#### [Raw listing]
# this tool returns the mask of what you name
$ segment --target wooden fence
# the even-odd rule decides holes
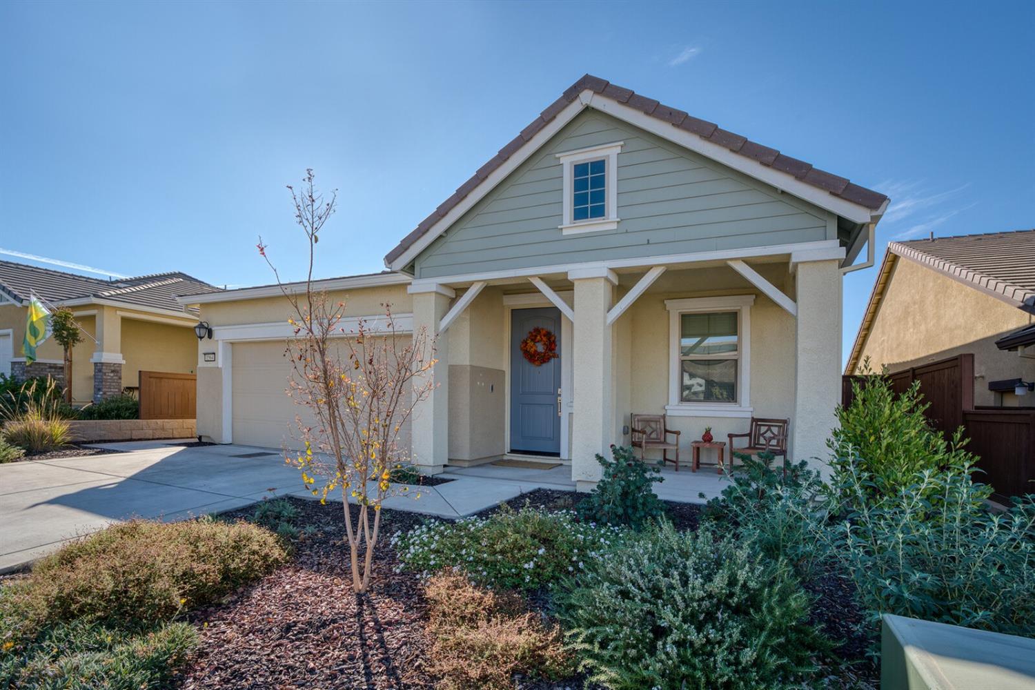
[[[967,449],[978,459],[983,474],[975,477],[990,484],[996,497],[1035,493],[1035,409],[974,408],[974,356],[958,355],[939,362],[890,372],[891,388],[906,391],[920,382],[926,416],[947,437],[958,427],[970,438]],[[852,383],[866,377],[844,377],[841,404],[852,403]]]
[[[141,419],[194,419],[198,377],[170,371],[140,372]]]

#### [What you have to do]
Reproduce the full listing above with "wooden fence" changed to "garden fence" and every other line left untouched. Omit the pictures from your answer.

#### [Solution to the problem]
# this tool returns the mask of what you name
$ segment --target garden fence
# the even-odd rule decides holes
[[[967,449],[978,459],[983,474],[975,477],[990,484],[996,497],[1035,493],[1035,409],[974,408],[974,356],[958,355],[939,362],[890,372],[891,388],[906,391],[920,382],[926,416],[947,437],[958,427],[970,438]],[[852,383],[866,377],[844,377],[841,404],[852,403]]]
[[[141,419],[194,419],[198,377],[170,371],[140,372]]]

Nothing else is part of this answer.